The hyoid bone is the only bone in the body with no direct articulation with another bone. It is suspended entirely by muscles — the suprahyoid group above connecting to the mandible and the floor of the mouth, and the infrahyoid group below connecting to the sternum, clavicle and scapula. When the mandible is posteriorly displaced or over-closed the suprahyoid muscles are shortened and under tension — pulling the hyoid superiorly and posteriorly. This displacement cascades downward through the infrahyoid group into the anterior cervical column — increasing tension throughout the cervical musculature and altering the postural proprioceptive loop.
An anterior deprogrammer changes the vertical dimension of the anterior teeth only — it does not correct the AP position or the lateral position of the mandible. The hyoid displacement pattern therefore remains unchanged — and the cervical postural compensation pattern continues unchanged with it.
GNM corrects the mandibular position in all three dimensions — vertical, AP and lateral — as confirmed by K7 jaw tracking Scan 4/5 on the optimized myo-trajectory. When the GNM orthotic is fabricated to this corrected three-dimensional position the suprahyoid muscles achieve their correct resting length, the hyoid drops to its natural position and the infrahyoid — cervical muscle tension pattern resolves accordingly.
6. The Critical GNM Distinction — Posterior Occlusal Support at the Physiologic Vertical Dimension
This is the most clinically important neurophysiologic argument and it is one that only GNM is positioned to make — because only GNM has the instrumentation to measure and confirm it objectively.
When posterior occlusal contacts are designed and positioned on the optimized myo-trajectory — closing up from the physiologic rest position as the baseline — at the physiologic vertical dimension as confirmed by K7 measured data — those contacts do something the anterior deprogrammer cannot do by definition:
They provide bilateral, simultaneous, balanced proprioceptive input to the posterior PDL receptors across the full arch at the precise position where the muscles are most physiologically at rest (unstrained) – quantified by resting EMG recordings and computerized mandibular scanning (CMS) after dental TENS.
This balanced bilateral posterior occlusal signal accomplishes the following simultaneously:
- It satisfies the elevator muscle proprioceptive loop — confirming to the CNS that closure is complete and stable at the physiologically correct position
- It removes the proprioceptive vacuum — the posterior PDL receptors are now firing a coherent balanced signal rather than sending no signal at all
- It reduces the compensatory cervical muscle recruitment — because the mandible is now occlusally supported at its correct three-dimensional position and the cervical muscles no longer need to stabilize a floating unsupported jaw
- It anchors the postural proprioceptive loop — because the hyoid is now correctly positioned, the suprahyoid and infrahyoid muscles achieve their correct resting length and the cervical postural load is reduced
- It sends a coherent signal through the trigeminal-cervical convergence pathway — reducing the afferent load at the trigeminal nucleus caudalis and allowing genuine descending inhibition of the cervical motor neuron pools
This is why GNM patients with cervical dysfunction who have failed with anterior deprogrammers, flat plane splints and even basic NM orthotics — finally experience resolution of their cervical pain and tension when a properly fabricated GNM anatomical orthotic is delivered at the correct optimized myocentric position.

> DATASET EXTRACT:

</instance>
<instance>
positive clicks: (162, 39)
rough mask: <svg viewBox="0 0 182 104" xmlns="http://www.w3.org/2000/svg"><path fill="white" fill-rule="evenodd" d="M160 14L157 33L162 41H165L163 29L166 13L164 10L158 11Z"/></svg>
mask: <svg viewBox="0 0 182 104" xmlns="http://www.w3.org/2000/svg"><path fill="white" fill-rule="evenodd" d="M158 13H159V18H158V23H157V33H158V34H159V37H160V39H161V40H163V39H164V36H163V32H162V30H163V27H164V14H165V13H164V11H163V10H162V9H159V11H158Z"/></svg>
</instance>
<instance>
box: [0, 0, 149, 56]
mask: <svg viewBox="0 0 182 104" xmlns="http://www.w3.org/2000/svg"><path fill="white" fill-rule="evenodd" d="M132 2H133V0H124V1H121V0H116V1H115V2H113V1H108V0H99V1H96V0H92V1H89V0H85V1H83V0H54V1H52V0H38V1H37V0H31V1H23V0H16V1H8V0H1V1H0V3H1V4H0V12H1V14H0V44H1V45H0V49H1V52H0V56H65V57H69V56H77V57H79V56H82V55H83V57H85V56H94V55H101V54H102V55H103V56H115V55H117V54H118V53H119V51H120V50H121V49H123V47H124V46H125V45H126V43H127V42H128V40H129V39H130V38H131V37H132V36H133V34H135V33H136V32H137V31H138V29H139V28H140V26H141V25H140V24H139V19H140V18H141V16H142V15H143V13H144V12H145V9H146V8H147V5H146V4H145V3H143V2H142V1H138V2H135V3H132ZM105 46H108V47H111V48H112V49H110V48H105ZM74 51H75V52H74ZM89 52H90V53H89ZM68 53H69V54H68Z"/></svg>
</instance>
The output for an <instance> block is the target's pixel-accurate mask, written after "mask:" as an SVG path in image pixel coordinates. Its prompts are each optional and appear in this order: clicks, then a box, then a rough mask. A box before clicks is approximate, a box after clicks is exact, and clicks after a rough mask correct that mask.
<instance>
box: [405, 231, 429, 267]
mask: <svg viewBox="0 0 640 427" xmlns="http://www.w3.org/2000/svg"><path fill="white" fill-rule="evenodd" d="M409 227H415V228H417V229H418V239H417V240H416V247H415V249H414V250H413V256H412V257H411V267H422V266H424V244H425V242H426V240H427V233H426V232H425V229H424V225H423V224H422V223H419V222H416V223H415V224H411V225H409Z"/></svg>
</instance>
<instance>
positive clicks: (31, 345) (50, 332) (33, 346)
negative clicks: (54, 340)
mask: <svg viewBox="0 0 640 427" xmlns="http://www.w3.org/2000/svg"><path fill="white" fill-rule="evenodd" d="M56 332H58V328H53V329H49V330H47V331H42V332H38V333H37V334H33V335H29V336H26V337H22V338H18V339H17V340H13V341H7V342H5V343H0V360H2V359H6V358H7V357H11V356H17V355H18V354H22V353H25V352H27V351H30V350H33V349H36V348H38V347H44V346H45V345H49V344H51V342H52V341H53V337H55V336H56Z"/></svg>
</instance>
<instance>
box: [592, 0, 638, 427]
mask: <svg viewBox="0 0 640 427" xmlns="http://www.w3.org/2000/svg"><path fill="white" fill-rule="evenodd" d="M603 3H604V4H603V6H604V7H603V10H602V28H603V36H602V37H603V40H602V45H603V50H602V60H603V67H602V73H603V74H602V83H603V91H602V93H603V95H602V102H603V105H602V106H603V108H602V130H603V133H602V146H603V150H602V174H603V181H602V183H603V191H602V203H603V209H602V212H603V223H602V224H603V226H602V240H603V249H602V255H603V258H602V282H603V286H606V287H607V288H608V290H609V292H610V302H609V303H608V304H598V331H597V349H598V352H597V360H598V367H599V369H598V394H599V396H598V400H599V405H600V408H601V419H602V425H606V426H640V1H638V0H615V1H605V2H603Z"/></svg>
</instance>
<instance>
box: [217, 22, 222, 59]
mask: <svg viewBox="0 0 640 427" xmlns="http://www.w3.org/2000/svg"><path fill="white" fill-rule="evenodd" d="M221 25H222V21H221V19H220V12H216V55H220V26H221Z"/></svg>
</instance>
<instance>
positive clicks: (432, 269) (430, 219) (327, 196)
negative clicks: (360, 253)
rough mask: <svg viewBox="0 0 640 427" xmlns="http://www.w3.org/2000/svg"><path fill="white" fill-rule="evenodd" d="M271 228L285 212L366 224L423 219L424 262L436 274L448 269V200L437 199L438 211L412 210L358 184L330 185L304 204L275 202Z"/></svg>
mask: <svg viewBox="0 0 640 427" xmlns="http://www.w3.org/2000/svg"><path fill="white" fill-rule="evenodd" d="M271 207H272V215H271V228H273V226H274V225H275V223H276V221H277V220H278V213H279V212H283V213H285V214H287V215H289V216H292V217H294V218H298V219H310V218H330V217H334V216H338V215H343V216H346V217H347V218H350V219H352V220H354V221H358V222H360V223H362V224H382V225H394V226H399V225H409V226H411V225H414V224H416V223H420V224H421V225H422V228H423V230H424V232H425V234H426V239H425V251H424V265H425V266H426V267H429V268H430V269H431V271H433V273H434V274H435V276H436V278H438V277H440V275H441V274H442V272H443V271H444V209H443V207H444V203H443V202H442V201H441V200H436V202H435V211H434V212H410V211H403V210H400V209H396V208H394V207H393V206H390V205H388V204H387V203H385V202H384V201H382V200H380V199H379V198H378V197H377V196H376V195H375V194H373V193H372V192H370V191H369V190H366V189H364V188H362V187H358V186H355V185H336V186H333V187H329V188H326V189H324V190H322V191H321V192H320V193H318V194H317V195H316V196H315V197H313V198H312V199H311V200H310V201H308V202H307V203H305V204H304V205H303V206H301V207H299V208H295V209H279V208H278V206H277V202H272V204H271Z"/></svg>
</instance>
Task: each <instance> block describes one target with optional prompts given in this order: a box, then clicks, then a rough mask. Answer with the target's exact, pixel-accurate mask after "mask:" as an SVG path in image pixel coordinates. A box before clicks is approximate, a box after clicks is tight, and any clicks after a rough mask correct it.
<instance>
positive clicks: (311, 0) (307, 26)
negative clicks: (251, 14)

> TASKS TO CARRY OUT:
1. Answer these from the passage on GNM and the hyoid bone:
(a) Which three bones does the infrahyoid group connect to?
(b) Which dimension of the anterior teeth does an anterior deprogrammer change?
(c) What do the posterior PDL receptors fire once the proprioceptive vacuum is removed?
2. Transcribe the passage on GNM and the hyoid bone from "The hyoid bone" up to and including "postural proprioceptive loop.".

> TASK-BY-TASK ANSWERS:
1.
(a) The sternum, clavicle and scapula.
(b) Only the vertical dimension.
(c) A coherent balanced signal, rather than no signal at all.

2.
The hyoid bone is the only bone in the body with no direct articulation with another bone. It is suspended entirely by muscles — the suprahyoid group above connecting to the mandible and the floor of the mouth, and the infrahyoid group below connecting to the sternum, clavicle and scapula. When the mandible is posteriorly displaced or over-closed the suprahyoid muscles are shortened and under tension — pulling the hyoid superiorly and posteriorly. This displacement cascades downward through the infrahyoid group into the anterior cervical column — increasing tension throughout the cervical musculature and altering the postural proprioceptive loop.